**Description of the task**: Copy the passage of the circular that runs from "I. INTRODUCTION" up to and including "at the EGM.".

**Page**:
-=-=-
Non-executive Directors Mr. Shen Jianlong Mr. Deng Weiming Mr. Yi Guofu

Independent Non-executive Directors Mr. Dai Keqin Ms. Xiong Yanren Mr. Chu Wai Tsun, Baggio

Registered Address: 7 Jingtian Road Economic and Technological Development Zone Nanjing, the PRC

Office Address: 7 Jingtian Road Economic and Technological Development Zone Nanjing, the PRC Postal Code: 210033

25 February 2022

To the Shareholders

Dear Sir or Madam,

ORDINARY RELATED PARTY TRANSACTIONS UNDER THE LISTING RULES OF SHANGHAI STOCK EXCHANGE

AND

NOTICE OF EXTRAORDINARY GENERAL MEETING

I. INTRODUCTION

Reference is made to the announcement of the Company dated 18 February 2022 in relation to the ordinary related party transactions with Chengdu Display Technology under the Listing Rules of the Shanghai Stock Exchange for the year 2022. The matter is subject to the approval of Shareholders at the EGM.

This circular is issued in relation to the EGM to be held at the Company’s Conference Room, 7 Jingtian Road, Nanjing, the People’s Republic of China at 2:30 p.m. on Wednesday, 16 March 2022.

– 1 –

LETTER FROM THE BOARD

II. ORDINARY RELATED PARTY TRANSACTIONS UNDER THE LISTING RULES OF SHANGHAI STOCK EXCHANGE

1. Basic information of ordinary related party transactions

The Company held an interim meeting of the tenth session of the board of directors on 18 February 2022, and considered and approved the resolution on Ordinary Related Party Transactions for 2022, agreeing that Chengdu Electronic Technology, a whollyowned subsidiary of the Company, sells materials and components and provides subcontracting services to Chengdu Display Technology for an annual amount not exceeding RMB70,000,000 (inclusive), approving the 2022 Related Party Transaction Agreement signed between Chengdu Electronic Technology and Chengdu Display Technology, and authorizing the Company’s senior management or related persons to take all necessary steps to facilitate the agreement for such ordinary related party transaction.
-=-=-
Raw records:
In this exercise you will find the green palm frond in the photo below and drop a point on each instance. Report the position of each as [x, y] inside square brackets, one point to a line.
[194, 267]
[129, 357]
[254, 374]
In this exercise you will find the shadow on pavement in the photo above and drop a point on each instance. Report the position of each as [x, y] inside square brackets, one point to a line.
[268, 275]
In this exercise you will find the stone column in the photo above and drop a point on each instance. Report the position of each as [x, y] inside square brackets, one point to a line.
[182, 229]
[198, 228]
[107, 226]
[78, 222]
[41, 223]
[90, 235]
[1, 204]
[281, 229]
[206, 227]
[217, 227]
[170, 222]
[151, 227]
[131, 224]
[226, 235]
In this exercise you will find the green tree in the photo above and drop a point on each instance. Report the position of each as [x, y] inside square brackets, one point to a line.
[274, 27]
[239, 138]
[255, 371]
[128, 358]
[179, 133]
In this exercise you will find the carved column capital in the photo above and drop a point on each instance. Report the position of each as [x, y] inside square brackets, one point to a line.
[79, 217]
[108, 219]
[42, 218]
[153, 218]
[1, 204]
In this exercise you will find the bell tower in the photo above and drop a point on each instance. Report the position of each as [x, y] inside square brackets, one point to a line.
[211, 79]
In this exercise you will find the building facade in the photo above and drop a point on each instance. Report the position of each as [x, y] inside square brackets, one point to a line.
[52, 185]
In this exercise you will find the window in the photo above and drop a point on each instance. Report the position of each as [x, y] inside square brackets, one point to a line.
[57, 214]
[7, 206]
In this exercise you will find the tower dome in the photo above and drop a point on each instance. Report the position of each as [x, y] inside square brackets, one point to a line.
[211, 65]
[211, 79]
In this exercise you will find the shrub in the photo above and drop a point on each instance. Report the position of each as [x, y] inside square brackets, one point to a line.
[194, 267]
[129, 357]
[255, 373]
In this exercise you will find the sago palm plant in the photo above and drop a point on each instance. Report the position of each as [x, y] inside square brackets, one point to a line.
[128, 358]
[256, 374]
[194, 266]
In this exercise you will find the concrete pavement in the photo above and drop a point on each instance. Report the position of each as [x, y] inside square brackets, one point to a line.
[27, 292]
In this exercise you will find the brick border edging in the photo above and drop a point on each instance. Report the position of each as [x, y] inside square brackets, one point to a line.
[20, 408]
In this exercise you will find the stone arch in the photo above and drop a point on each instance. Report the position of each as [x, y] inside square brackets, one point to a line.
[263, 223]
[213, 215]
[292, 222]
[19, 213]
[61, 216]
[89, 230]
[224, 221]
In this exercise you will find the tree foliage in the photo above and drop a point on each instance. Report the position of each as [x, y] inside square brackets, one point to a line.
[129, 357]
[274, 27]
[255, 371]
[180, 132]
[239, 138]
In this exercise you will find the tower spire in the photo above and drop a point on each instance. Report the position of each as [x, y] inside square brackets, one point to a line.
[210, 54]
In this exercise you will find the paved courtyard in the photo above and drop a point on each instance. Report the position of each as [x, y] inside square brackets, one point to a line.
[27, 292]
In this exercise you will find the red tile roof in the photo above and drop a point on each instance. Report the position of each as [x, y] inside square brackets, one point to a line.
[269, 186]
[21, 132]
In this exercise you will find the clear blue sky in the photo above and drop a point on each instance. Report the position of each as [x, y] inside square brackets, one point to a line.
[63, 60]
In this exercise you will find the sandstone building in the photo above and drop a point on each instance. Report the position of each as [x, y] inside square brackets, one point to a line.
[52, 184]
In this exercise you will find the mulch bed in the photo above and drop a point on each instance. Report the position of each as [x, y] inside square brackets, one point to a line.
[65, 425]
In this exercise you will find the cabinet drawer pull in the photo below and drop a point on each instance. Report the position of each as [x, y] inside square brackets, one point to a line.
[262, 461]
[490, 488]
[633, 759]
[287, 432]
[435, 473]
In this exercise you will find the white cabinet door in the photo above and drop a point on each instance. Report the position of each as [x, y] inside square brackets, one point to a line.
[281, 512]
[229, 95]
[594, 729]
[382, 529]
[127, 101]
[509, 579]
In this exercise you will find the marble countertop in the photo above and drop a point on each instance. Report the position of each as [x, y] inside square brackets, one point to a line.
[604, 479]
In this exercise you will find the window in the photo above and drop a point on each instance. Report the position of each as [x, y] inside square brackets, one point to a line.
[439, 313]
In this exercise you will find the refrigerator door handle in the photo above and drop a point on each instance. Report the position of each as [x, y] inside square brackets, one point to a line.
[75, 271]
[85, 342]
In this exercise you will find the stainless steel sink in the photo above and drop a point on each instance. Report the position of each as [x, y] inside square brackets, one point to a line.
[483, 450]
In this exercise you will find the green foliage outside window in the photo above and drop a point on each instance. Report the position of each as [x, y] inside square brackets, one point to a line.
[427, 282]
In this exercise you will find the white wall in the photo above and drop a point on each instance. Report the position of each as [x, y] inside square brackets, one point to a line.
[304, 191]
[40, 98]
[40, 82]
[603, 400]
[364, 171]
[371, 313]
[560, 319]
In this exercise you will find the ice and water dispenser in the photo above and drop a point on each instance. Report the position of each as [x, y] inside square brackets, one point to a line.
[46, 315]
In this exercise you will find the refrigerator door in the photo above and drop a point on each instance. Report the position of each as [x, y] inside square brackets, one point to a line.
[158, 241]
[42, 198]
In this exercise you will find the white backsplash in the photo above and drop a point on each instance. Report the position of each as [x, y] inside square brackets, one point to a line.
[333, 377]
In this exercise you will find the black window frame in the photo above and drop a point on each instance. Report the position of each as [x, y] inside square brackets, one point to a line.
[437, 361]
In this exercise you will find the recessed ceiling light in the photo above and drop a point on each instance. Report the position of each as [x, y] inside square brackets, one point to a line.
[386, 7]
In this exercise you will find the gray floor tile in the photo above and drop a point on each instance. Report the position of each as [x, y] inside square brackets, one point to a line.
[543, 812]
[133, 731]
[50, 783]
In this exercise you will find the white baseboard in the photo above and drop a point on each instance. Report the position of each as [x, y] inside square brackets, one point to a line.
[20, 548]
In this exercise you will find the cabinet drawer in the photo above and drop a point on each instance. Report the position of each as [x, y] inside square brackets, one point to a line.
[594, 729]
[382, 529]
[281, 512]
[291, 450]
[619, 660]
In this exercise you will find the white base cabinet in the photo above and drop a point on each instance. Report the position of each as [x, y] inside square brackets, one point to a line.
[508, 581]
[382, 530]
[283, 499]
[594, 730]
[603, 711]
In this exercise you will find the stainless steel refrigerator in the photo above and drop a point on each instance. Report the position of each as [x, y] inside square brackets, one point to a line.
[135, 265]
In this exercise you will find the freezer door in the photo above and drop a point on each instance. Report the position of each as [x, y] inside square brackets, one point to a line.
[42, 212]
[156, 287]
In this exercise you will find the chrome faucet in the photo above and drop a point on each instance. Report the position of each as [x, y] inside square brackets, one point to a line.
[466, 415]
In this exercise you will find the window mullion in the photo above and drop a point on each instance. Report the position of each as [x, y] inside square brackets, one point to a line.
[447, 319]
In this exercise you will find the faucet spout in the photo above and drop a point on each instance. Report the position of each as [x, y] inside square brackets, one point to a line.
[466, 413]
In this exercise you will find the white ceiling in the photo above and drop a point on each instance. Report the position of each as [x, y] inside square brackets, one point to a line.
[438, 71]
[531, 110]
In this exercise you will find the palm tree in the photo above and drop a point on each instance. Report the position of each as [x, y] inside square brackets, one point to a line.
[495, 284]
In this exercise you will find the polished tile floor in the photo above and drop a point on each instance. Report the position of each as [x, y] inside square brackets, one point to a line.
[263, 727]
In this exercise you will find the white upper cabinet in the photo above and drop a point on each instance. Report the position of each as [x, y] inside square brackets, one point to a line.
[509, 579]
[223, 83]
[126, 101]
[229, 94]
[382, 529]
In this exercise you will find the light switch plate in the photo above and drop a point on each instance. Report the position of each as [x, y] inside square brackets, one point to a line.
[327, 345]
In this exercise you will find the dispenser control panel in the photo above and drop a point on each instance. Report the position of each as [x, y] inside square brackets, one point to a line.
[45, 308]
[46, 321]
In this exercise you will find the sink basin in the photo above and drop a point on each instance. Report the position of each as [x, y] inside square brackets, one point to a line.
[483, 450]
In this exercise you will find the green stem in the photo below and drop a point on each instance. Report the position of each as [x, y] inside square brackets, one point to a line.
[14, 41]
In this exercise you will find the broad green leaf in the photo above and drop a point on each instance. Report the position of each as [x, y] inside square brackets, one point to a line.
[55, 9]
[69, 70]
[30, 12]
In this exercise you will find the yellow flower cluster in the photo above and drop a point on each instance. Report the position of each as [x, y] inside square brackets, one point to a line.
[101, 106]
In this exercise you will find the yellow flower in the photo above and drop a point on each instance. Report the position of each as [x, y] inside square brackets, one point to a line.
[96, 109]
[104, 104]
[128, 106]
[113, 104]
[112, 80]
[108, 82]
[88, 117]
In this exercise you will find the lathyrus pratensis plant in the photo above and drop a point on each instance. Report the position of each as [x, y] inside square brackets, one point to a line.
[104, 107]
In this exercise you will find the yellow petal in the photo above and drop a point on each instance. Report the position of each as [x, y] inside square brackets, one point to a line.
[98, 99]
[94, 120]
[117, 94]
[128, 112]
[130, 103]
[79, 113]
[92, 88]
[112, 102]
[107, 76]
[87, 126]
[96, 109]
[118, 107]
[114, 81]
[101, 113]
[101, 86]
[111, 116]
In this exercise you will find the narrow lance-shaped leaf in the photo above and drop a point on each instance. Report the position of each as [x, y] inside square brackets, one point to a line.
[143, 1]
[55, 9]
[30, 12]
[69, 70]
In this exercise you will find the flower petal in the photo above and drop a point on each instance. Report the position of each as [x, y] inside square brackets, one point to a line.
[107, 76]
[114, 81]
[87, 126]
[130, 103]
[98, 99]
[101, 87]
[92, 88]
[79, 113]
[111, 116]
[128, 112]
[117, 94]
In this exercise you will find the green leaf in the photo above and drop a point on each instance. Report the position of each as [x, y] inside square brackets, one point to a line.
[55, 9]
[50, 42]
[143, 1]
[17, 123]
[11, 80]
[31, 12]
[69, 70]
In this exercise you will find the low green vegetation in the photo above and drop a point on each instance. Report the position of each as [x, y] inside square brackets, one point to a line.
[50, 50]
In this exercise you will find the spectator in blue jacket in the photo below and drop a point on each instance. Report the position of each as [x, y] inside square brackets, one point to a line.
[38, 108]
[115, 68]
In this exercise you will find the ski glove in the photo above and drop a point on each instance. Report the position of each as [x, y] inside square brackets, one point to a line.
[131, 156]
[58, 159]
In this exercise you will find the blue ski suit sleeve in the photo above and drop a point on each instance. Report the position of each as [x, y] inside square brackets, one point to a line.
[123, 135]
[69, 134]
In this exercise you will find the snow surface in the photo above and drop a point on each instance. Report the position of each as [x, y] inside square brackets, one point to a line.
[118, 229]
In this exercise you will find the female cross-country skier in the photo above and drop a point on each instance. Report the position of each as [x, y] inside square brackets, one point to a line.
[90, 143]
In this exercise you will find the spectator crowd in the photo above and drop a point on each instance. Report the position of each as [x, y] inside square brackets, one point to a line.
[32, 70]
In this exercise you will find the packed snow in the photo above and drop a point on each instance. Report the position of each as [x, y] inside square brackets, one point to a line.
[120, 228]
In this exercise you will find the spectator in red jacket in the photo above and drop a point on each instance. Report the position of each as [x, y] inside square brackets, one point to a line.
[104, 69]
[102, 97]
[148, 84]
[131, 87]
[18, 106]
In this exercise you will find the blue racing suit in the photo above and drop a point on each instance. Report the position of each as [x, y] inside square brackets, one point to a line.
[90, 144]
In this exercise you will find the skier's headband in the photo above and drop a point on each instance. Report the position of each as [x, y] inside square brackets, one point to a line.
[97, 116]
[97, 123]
-=-=-
**The answer**:
I. INTRODUCTION

Reference is made to the announcement of the Company dated 18 February 2022 in relation to the ordinary related party transactions with Chengdu Display Technology under the Listing Rules of the Shanghai Stock Exchange for the year 2022. The matter is subject to the approval of Shareholders at the EGM.